- **Do this**:
Copy out everything below, from the line containing "In this exercise you will locate the exposed brick" down to the end of the records, word for word.

- **Provided records**:

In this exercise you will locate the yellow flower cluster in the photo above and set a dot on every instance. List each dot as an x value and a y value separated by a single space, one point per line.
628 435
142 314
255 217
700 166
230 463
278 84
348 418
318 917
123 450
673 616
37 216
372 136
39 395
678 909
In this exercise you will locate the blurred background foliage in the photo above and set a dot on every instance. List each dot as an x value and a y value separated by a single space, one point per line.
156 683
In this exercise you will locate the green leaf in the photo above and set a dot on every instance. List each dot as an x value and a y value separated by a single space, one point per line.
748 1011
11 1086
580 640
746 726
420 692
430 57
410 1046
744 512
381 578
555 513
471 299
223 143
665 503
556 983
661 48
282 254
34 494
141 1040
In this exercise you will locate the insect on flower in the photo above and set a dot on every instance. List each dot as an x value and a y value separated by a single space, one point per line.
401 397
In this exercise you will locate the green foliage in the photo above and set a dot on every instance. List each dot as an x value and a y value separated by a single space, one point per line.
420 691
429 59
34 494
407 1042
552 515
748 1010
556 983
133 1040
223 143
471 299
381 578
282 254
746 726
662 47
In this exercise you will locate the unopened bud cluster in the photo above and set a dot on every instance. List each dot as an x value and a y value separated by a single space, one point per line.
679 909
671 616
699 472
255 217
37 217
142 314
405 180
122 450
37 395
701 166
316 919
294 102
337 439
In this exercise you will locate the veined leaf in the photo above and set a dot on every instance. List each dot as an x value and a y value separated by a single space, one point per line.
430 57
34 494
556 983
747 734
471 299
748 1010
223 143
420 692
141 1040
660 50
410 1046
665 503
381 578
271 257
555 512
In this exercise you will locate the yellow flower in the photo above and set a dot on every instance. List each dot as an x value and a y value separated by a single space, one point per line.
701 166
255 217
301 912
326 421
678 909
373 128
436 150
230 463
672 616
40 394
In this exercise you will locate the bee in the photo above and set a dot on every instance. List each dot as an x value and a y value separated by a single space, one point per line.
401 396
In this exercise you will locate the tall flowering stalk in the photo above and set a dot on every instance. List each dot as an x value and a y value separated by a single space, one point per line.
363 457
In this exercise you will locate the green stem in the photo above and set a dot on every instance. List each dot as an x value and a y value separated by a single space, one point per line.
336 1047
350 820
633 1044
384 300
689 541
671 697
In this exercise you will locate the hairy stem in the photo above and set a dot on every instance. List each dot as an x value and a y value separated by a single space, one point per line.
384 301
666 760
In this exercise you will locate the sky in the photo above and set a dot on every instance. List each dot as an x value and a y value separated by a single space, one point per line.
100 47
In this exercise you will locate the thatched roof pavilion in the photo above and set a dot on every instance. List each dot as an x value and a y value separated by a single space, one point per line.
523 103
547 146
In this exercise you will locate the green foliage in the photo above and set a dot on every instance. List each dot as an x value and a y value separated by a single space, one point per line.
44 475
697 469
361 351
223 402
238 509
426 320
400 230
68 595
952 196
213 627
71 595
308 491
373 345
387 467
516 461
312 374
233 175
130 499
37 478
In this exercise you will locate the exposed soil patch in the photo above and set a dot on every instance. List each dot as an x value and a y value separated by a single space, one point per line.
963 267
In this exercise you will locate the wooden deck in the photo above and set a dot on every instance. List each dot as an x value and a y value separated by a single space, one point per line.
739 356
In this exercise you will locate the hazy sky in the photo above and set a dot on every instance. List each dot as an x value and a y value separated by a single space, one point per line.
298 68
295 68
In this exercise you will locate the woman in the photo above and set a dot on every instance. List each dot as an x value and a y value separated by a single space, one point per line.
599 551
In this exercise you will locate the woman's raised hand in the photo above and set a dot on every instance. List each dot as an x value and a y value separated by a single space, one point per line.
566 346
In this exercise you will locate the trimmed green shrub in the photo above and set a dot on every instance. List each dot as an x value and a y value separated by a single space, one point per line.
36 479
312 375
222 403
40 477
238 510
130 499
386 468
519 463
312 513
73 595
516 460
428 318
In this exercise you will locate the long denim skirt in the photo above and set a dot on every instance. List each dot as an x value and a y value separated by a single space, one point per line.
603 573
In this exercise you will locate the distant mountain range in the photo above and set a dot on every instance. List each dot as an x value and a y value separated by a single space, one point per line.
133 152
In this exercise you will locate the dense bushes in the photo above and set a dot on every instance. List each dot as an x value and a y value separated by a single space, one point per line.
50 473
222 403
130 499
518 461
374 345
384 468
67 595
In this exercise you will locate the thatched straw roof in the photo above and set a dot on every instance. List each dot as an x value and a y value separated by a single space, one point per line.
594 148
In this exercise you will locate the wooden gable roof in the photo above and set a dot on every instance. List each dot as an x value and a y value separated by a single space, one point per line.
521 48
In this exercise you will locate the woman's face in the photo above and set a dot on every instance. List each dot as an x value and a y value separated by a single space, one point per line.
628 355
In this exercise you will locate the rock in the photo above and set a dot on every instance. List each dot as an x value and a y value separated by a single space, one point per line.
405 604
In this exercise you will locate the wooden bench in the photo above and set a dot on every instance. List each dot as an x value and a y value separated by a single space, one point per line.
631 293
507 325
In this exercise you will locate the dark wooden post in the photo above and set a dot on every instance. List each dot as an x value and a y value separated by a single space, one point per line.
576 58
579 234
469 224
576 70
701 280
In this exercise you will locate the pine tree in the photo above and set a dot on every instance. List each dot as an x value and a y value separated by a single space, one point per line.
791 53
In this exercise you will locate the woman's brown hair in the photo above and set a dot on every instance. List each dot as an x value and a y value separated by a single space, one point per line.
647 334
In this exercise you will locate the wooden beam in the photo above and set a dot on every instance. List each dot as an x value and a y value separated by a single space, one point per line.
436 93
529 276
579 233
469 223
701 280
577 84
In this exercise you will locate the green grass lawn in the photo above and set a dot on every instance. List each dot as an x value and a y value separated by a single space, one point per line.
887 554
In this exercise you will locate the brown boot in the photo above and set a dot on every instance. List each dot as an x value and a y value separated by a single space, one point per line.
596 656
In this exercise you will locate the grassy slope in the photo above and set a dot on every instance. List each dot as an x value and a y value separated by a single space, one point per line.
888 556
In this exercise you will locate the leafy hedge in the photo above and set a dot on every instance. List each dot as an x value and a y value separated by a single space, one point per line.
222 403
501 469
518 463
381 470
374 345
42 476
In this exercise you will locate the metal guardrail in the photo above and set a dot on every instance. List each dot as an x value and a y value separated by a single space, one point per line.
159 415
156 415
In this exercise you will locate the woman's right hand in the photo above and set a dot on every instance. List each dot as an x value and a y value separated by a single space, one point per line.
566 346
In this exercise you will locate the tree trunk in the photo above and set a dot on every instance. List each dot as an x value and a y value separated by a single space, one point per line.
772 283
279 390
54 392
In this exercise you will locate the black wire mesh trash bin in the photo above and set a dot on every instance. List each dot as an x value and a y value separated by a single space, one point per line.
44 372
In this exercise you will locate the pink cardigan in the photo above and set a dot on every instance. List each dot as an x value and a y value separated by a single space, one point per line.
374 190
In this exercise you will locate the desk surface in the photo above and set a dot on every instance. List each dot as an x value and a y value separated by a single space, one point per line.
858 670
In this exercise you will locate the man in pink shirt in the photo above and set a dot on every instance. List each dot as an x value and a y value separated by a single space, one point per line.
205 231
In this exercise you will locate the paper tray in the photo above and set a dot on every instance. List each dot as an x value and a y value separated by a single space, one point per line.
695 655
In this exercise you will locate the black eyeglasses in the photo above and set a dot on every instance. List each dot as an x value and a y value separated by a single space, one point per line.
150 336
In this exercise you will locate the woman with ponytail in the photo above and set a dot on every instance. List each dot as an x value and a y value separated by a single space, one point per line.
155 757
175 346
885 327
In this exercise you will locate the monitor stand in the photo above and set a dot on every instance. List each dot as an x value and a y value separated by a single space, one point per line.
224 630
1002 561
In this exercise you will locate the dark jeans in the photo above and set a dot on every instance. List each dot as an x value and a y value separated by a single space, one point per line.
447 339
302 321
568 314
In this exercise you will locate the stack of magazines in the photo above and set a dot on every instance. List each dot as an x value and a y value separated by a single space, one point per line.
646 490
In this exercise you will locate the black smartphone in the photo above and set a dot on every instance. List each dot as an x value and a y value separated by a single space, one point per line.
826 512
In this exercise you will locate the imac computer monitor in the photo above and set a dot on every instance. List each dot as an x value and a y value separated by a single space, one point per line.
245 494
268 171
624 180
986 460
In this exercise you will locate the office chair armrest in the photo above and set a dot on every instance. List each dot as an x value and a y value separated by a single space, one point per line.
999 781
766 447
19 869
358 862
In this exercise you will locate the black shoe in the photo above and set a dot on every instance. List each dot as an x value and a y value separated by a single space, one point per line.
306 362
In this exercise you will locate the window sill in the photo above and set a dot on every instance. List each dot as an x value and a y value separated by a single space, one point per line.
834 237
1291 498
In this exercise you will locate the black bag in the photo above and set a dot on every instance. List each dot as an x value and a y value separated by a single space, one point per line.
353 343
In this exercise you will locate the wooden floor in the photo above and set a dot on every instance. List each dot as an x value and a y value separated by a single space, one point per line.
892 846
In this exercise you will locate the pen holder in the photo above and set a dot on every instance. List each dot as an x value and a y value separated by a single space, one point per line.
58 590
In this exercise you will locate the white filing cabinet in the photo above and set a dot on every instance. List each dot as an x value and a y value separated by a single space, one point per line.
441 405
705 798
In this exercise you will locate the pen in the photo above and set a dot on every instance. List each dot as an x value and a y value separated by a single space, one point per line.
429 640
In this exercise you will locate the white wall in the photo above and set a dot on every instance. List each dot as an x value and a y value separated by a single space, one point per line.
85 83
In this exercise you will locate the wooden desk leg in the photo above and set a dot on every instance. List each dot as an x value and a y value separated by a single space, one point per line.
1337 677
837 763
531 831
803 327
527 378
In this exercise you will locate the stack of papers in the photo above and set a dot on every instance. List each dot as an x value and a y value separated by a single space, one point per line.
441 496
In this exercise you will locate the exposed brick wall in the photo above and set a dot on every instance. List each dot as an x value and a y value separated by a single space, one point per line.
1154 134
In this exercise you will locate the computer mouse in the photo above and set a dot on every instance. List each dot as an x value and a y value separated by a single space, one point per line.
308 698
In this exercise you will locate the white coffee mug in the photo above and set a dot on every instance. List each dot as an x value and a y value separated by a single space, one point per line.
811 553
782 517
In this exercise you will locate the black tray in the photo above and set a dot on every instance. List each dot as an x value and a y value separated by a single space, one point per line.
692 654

- **Solved problem**:
In this exercise you will locate the exposed brick wall in the photo above and set a dot on every instance. List each dot as an x value and a y value separated by a single space, one point per line.
1154 134
In this exercise you will locate the computer mouse in the photo above and set a dot on every instance. List each dot as an x value and a y value separated by a single space, one point per line.
308 698
In this exercise you will locate the white coffee mug in the photo above and set a dot on every instance. List each dot as an x value and a y value separated by a single space, one point per line.
811 553
782 517
In this exercise you will locate the black tray in the photo above and set a dot on every instance. List each dot as an x value and a y value separated by a single space, one point per line.
692 654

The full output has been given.